━━ GIVEN DATA ━━

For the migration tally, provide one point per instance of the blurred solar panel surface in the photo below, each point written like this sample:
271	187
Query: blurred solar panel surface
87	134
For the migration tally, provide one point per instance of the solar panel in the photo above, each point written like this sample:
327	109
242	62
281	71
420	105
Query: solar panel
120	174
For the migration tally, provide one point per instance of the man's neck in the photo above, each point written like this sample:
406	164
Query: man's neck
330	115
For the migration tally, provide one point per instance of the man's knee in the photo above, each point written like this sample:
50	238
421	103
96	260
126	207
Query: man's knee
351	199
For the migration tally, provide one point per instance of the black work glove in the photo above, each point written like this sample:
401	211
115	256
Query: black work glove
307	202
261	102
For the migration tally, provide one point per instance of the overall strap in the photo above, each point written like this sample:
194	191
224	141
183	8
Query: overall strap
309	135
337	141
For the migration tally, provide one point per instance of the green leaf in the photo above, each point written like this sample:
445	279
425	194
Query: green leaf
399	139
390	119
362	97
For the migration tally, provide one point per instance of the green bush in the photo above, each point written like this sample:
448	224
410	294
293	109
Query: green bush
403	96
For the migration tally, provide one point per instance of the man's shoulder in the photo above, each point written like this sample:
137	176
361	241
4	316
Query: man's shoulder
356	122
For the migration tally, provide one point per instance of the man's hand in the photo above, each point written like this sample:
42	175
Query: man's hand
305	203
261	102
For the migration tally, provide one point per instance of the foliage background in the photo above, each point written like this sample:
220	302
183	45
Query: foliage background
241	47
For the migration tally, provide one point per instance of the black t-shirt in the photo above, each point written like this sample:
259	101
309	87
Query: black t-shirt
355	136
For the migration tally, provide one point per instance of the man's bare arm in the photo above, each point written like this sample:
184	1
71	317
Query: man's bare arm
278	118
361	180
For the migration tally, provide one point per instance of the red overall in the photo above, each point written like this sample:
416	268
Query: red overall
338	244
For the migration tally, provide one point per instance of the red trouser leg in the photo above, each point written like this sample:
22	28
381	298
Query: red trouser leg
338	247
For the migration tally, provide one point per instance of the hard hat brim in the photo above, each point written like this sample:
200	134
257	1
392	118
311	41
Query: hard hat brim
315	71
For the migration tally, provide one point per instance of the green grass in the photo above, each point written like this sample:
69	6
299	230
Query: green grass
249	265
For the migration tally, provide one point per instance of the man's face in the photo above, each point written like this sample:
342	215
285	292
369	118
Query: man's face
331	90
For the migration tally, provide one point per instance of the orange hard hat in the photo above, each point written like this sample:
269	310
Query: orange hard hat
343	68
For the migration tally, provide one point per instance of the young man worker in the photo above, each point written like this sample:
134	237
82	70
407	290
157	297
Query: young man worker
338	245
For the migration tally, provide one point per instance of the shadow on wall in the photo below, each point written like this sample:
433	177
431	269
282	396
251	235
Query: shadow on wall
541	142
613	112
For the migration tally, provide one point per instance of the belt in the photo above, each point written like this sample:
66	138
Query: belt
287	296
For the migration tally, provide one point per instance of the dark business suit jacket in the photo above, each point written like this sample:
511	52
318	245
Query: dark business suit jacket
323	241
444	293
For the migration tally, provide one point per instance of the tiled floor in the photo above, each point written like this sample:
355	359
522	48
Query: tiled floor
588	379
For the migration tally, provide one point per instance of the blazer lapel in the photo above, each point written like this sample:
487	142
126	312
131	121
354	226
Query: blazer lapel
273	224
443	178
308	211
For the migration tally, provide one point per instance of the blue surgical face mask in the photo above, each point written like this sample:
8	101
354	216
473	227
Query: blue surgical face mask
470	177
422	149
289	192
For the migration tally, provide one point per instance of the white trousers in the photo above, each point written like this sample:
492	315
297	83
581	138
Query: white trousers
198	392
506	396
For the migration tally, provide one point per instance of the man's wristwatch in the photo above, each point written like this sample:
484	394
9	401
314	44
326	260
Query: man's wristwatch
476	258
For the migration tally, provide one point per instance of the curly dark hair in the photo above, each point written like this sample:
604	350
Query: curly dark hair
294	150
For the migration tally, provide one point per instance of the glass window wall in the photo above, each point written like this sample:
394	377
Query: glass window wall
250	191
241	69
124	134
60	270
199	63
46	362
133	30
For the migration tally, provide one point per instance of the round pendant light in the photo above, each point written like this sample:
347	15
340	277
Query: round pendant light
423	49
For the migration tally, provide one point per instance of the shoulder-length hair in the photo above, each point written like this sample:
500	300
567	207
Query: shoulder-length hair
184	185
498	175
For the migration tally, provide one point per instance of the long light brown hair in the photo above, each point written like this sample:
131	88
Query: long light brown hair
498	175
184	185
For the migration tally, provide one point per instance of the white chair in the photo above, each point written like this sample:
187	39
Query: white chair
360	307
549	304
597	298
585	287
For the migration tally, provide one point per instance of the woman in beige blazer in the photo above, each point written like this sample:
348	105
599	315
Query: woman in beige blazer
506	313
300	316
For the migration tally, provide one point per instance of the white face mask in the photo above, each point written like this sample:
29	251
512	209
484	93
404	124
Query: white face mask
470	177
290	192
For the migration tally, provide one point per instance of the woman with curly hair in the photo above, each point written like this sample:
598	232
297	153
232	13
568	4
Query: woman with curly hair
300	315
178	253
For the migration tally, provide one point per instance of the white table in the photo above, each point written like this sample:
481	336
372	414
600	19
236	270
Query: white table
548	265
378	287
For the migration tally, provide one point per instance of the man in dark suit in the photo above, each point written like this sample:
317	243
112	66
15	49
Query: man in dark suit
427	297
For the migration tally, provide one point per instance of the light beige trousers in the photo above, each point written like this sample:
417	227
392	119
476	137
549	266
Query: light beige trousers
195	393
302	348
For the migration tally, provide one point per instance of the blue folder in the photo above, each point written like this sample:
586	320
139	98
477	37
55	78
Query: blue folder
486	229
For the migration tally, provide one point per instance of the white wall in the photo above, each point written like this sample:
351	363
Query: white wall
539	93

━━━

### DIRECTIONS
Copy out all of the lines above without changing anything.

### PROBLEM SOLUTION
For the migration tally, provide one point per instance of the blurred solar panel surface in the photo below, each point written like this sample:
271	187
Query: blurred solar panel surface
87	134
For the migration tally, provide one point per instance of the solar panel in the photo above, each point written like this sample:
327	109
242	62
281	71
420	105
Query: solar panel
120	174
For the migration tally, provide one point per instance of the man's neck in the photo above, each point written like this sample:
406	164
Query: man's neck
330	115
For the migration tally, provide one point per instance of the man's knee in the photo above, each point written like this sample:
50	238
421	103
96	260
126	207
Query: man's knee
351	199
For the migration tally, provide one point per instance of the black work glove in the photo above, each point written like this sample:
401	211
115	256
Query: black work glove
307	202
261	102
For the migration tally, provide one point per instance of the overall strap in the photo above, each point written like this sample:
194	191
224	141
183	8
Query: overall strap
309	135
337	141
For the migration tally, provide one point per instance of the green leaf in the photo above, each point written like this sample:
445	279
425	194
Query: green leaf
399	139
390	119
362	97
For the migration tally, provide one point per instance of the green bush in the photo above, each point written like this sample:
448	224
410	294
293	109
Query: green bush
403	96
For the migration tally, provide one point per instance of the man's shoulder in the photo above, each point written like this sample:
137	176
361	241
4	316
Query: man's shoulder
356	122
For the migration tally, provide one point per instance of the man's hand in the photo above, each point written like this sample:
42	175
Query: man's hand
305	203
261	102
For the migration tally, provide one point per instance of the foliage background in the photo above, each point written like this sample:
220	302
183	45
Query: foliage background
241	47
For the migration tally, provide one point per instance of the black t-shirt in the photo above, each point written like this sample:
259	101
309	87
Query: black t-shirt
355	136
For the migration tally, provide one point per instance of the man's bare arm in the photo above, each point written like this sample:
184	1
71	317
Query: man's bare arm
278	118
361	180
For the migration tally, provide one point per instance of the red overall in the photo above, each point written like this sample:
416	268
Query: red overall
338	244
For the migration tally, provide one point per instance of the red trouser leg in the photo above, each point written like this sample:
22	28
381	298
Query: red trouser leg
338	247
For the migration tally, provide one point per instance of the hard hat brim in the photo above, each point written like this sample:
200	134
257	1
392	118
311	41
Query: hard hat brim
315	71
For the migration tally, provide one point per instance of the green grass in the photo above, each point written like this sample:
69	6
299	230
Query: green grass
249	265
For the migration tally, provide one point per instance of the man's face in the photo above, each point written like this sample:
342	215
285	292
369	118
Query: man's face
331	90
For the migration tally, provide one point per instance of the orange hard hat in the photo above, each point written like this sample:
269	310
Query: orange hard hat
343	68
For the migration tally, provide one point per instance of the young man worker in the photo above, each point written like this sample:
134	237
82	70
407	290
157	297
Query: young man worker
338	245
For the migration tally, provide one point per instance of the shadow on wall in the photo below, each point written like this sample:
433	177
431	269
282	396
251	235
Query: shadow on wall
541	142
613	112
For the migration tally, provide one point per instance of the belt in the photo above, each point written like this sample:
66	138
Query: belt
287	296
For the migration tally, provide one point per instance of the dark business suit jacket in the photo above, each point written like this sample:
511	52
318	245
Query: dark business suit jacket
323	241
444	293
For the migration tally, provide one point per instance of the tiled floor in the photo above, each point written like this sample:
355	359
522	48
Query: tiled floor
588	379
For the migration tally, provide one point per instance of the blazer lapel in the photo above, each point written like this sample:
487	142
126	312
131	121
354	226
Query: blazer lapel
273	224
443	178
308	211
For the migration tally, provide one point per instance of the blue surgical face mask in the photo above, each point written like this sample:
8	101
354	216
473	227
Query: blue surgical face mask
470	177
422	149
289	192
For the migration tally, provide one point per instance of the white trousers in the photo above, each point written like this sample:
492	315
297	83
581	138
Query: white trousers
198	392
506	396
For the migration tally, provide one point per instance of the man's wristwatch in the photo above, each point written like this sample:
484	394
9	401
314	44
326	260
Query: man's wristwatch
476	258
For the migration tally, provide one point per instance of the curly dark hair in the photo above, each point written like this sample:
604	350
Query: curly dark hair
294	150
For the migration tally, provide one point per instance of the glass window wall in the photo above, each point written like this sample:
394	377
Query: glass window wall
250	191
241	69
124	134
60	270
199	63
46	362
133	30
For the migration tally, provide one point per instance of the round pendant light in the photo above, each point written like this sample:
347	15
340	277
Query: round pendant light
423	49
For the migration tally, provide one point per instance of the shoulder-length hair in the photo above, each point written like this sample:
500	300
567	207
Query: shoulder-length hair
184	185
498	175
For the migration tally, provide one point per instance of the long light brown hair in the photo above, each point written like this sample:
131	88
Query: long light brown hair
498	175
184	185
For the migration tally, provide one point per instance of the white chair in the photo above, each point written like this sample:
187	39
Query: white chair
360	307
549	304
597	298
585	287
For the migration tally, provide one point per instance of the woman in beige blazer in the photo above, each point written like this sample:
348	105
599	315
Query: woman in beige blazer
506	313
300	316
For the migration tally, provide one point per instance of the white face mask in the photo above, each point written like this sample:
29	251
512	209
484	93
404	124
Query: white face mask
470	177
290	192
For the migration tally, provide one point per instance of the woman with curly hair in the photo above, each point written like this sample:
598	232
297	153
232	13
568	4
Query: woman with curly hair
300	315
178	253
For the migration tally, provide one point per instance of the white table in the photo above, each point written like this sample:
481	336
372	414
600	19
236	270
Query: white table
548	265
378	287
For the migration tally, provide one point per instance of the man in dark suit in the photo above, each point written like this sample:
317	243
112	66
15	49
Query: man in dark suit
427	297
For the migration tally, provide one point per instance of the light beige trousers in the photo above, each point written like this sample:
417	227
392	119
476	137
549	266
Query: light beige trousers
195	393
302	348
For the migration tally, provide one point per instance of the blue folder in the photo above, each point written like this sample:
586	320
139	98
477	37
55	78
Query: blue folder
486	229
For the migration tally, provide one point per instance of the white wall in the photo above, each point written like this sample:
351	363
Query: white wall
539	93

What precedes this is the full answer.